### Tasks to perform
a. From the Dave Schools interview, reproduce the passage that starts at the words "The Jefferson Theater" and ends after the words "of the University.".
b. In the Dave Schools interview, where did Schools see the Dead in 1982?

### Provided passage
A&E interviews Widespread Panic bassist, Richmond native Dave Schools before he graces Charlottesville stage as part of Mickey Hart Band

The Jefferson Theater Thursday welcomes The Mickey Hart Band, headed by former Grateful Dead drummer Mickey Hart. And Hart won’t be the only jam band veteran gracing the stage — Widespread Panic bassist Dave Schools is among the band’s supporting players. Last week, Schools was kind enough to take 30 minutes to chat with me on the phone about his life as a musician, being part of the Panic and what it’s like to be on tour with the Grateful Dead legend.

With a conversational tone characteristic of his amiable, down-to-earth attitude, Schools started the interview with a question for me, asking: “So, do you love U.Va.?” Schools grew up in Richmond and understands the allure of the University.

“A lot of my friends went there,” he said. “It was great playing there because you had a built-in crowd. My friends were still college kids.”

His friends have long since graduated, but Schools is still glad to return to Charlottesville.

“It’ll be a full-circle kind of thing,” he said. “I saw the Dead at University Hall in 1982 when I was in high school, so it’ll be cool to play in Charlottesville with Mickey.”

### Data excerpts
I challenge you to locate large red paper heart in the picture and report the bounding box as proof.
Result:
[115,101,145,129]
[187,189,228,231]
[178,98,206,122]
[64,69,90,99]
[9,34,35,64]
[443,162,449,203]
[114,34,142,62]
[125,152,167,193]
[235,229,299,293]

### Answers below
a.
The Jefferson Theater Thursday welcomes The Mickey Hart Band, headed by former Grateful Dead drummer Mickey Hart. And Hart won’t be the only jam band veteran gracing the stage — Widespread Panic bassist Dave Schools is among the band’s supporting players. Last week, Schools was kind enough to take 30 minutes to chat with me on the phone about his life as a musician, being part of the Panic and what it’s like to be on tour with the Grateful Dead legend.

With a conversational tone characteristic of his amiable, down-to-earth attitude, Schools started the interview with a question for me, asking: “So, do you love U.Va.?” Schools grew up in Richmond and understands the allure of the University.

b. At University Hall, when he was in high school.